It’s such a pleasure to meet someone from my neck of the woods.



Sebastien is from Montreal, which is as close to New Hampshire as you can get, given being here in China. Sebastien speaks good English so it’s going to be a pleasure to sit back and enjoy good company and a good meal while conversing normally.



Things are looking up for me now after a long and depressing adjustment here….The hard-initial culture shock, depressing news from back home, Chinese red-tape, being robbed, feeling vulnerable and lost. But finally I’m fitting in here. China suddenly isn’t so bad. It just takes time to adjust to things.



-Jeeem-

Thursday, December 04, 2003

The China Post







Coming from a country where, “Going Postal!” means freaking out and turning on your co-workers in a murderous way, I’m thinking China must be the exact opposite.



The Postal Service here leaves a LOT to the imagination.



Honest to god I’m trying really hard not to be negative about my China experience, but dammit, it’s not my fault my native culture spoiled me!



The China Post, as its called here, is an interesting organization. It handles the massive amount of snail mail that is generated both in-country and out and serves the billions of Chinese citizens present here in this huge, overpopulated country.



In America, the U.S. Postal service, when its not creating murderous, seriously disgruntled employees, is par for the course regarding efficiency. Organization is its claim to fame and its motto, something to the effect that neither rain, nor snow, nor fog, nor any other inclement weather will stop the delivery of the U.S. mail.



China….well,………….suffice it to say it’s different here.



The China Post is a sketchy organization that does pretty much as it pleases. They open mail at will, take what they want, deliver what they want – when they want to deliver it, IF they deliver it.



When I first arrived here, my first contact with the China Post was at the selling center in Phoenix City. I had a letter to send. I had no envelopes or stamps, so I went to the China Post (with a Mandarin and Cantonese speaking friend) to mail it.

[Exercise 1]
In the blog post, why does the writer expect the meal with Sebastien to be enjoyable?
[Exercise 2]
Do these statements agree with the blog post? (a) Sebastien is from Montreal. (b) The writer went alone to the China Post selling center in Phoenix City. (c) The writer says organization is the U.S. Postal Service's claim to fame.

[Information]
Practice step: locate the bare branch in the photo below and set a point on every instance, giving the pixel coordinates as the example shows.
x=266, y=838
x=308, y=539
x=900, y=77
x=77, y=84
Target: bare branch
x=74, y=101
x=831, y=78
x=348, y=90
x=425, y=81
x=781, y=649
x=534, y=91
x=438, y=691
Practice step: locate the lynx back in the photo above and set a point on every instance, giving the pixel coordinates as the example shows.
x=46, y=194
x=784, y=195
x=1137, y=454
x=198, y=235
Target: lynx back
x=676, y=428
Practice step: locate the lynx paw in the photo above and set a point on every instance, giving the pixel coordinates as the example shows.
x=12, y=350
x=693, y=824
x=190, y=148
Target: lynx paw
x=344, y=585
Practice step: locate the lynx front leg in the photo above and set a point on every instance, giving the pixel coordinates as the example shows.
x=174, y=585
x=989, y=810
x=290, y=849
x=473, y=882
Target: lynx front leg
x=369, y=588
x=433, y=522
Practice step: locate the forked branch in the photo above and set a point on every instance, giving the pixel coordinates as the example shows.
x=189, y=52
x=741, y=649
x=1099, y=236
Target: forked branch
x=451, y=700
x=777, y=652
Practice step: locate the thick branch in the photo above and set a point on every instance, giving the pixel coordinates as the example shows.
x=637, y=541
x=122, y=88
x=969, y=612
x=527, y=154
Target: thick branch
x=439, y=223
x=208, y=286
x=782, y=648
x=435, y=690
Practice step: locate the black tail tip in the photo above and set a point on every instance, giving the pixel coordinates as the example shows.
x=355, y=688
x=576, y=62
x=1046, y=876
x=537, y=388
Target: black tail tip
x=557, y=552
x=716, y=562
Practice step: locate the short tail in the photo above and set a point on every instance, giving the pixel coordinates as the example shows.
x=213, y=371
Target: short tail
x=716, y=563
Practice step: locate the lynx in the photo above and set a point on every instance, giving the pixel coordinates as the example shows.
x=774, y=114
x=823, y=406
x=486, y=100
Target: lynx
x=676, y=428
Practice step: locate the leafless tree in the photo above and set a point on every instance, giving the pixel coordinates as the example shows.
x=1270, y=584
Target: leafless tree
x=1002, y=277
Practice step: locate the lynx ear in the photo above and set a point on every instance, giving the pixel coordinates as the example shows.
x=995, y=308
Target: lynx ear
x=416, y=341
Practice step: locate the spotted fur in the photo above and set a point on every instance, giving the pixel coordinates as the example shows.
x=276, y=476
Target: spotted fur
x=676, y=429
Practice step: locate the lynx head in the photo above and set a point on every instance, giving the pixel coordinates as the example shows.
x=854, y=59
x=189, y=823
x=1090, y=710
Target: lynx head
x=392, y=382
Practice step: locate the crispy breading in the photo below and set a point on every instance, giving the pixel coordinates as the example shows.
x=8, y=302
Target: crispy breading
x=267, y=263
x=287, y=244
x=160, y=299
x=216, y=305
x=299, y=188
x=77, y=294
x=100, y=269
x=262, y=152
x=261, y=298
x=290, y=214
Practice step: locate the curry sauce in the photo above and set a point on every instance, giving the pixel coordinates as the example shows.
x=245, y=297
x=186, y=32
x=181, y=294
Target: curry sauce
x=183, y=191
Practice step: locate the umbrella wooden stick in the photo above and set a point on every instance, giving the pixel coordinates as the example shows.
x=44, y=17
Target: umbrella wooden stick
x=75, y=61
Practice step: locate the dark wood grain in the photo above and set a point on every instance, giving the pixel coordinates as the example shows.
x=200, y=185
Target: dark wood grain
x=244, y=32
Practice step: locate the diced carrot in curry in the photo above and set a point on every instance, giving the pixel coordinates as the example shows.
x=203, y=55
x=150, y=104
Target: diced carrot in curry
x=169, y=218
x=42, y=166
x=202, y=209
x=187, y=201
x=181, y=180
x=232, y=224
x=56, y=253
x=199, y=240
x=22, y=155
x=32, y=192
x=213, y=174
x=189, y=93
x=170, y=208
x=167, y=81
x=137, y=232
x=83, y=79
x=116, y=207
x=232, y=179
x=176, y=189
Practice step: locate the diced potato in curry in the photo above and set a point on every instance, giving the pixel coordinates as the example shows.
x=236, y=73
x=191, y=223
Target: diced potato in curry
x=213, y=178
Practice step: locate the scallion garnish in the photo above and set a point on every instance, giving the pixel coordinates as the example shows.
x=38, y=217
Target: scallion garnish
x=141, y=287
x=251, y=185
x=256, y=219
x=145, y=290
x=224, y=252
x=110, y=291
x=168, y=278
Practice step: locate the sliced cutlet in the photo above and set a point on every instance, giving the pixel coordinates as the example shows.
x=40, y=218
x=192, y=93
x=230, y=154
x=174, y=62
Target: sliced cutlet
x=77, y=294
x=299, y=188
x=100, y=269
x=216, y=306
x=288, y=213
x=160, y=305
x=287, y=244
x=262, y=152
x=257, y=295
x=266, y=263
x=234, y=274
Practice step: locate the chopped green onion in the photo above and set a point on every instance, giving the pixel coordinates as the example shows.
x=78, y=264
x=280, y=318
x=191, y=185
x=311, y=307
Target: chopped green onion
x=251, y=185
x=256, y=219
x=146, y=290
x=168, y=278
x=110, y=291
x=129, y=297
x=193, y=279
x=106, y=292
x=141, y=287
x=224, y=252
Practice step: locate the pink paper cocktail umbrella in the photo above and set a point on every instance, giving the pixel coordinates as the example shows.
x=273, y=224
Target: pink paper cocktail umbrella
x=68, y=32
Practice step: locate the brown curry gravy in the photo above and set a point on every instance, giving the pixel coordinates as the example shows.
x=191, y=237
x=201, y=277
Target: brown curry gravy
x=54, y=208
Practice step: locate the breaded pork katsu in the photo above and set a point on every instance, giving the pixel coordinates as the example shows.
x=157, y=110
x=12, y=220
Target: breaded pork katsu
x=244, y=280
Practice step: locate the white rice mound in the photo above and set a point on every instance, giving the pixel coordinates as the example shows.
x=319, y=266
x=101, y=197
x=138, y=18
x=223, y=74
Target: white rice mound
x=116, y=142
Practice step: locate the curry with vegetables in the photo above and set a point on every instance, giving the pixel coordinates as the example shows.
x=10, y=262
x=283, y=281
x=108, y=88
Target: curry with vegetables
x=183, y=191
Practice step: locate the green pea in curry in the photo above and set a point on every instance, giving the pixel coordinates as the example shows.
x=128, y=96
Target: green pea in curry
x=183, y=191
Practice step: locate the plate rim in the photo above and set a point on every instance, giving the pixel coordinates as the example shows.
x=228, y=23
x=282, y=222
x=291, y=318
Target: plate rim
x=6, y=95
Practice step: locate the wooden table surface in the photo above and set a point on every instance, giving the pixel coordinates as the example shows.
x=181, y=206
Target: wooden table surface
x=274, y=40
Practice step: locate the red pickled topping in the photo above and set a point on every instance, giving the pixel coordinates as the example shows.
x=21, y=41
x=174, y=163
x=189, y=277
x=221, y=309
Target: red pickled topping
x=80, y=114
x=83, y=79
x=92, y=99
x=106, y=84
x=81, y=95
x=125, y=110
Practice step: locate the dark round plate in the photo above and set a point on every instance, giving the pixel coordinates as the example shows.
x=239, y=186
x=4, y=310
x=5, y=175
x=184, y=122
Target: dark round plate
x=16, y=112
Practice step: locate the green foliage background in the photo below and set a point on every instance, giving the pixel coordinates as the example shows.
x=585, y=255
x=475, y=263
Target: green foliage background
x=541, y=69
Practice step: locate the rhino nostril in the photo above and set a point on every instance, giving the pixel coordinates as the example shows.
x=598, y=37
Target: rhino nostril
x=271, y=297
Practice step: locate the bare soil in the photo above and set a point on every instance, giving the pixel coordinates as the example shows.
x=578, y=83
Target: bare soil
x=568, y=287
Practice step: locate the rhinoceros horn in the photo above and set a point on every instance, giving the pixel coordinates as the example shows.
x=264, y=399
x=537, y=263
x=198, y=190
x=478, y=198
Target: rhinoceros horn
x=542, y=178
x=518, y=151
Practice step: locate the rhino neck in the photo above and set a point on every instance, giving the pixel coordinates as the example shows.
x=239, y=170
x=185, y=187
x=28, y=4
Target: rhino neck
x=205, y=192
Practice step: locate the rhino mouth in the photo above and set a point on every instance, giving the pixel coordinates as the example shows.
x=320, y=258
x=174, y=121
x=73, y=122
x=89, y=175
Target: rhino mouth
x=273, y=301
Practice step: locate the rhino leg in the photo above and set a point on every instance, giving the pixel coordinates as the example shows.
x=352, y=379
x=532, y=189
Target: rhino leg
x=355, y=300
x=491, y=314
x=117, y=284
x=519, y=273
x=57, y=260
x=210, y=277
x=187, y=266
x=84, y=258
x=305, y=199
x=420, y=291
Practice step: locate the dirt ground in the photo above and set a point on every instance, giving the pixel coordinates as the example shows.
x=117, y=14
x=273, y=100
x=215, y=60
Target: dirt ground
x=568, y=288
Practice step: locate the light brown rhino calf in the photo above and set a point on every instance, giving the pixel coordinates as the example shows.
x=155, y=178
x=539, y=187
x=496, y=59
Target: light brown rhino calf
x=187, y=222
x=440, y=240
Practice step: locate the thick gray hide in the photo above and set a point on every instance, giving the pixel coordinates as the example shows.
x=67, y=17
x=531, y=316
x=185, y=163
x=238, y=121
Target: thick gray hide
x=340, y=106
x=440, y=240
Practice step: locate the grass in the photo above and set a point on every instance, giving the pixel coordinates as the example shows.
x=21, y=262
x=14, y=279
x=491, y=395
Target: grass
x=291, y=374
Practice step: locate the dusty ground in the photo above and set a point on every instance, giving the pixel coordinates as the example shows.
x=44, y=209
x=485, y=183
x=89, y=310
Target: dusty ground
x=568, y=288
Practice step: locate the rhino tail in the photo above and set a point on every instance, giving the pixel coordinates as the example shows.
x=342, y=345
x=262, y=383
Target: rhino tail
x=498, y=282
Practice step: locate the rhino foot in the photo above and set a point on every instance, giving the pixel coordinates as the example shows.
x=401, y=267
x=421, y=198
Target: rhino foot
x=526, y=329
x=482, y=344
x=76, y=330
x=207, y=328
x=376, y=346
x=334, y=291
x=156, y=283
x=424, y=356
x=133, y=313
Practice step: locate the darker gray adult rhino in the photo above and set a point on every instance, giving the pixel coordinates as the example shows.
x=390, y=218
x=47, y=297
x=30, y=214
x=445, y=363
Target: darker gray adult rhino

[Exercise response 1]
Sebastien speaks good English, so the writer can relax and have a normal conversation. He is also from Montreal, which the writer sees as close to New Hampshire, the writer's "neck of the woods."

[Exercise response 2]
(a) Yes: "Sebastien is from Montreal"
(b) No: "(with a Mandarin and Cantonese speaking friend)"
(c) Yes: "Organization is its claim to fame"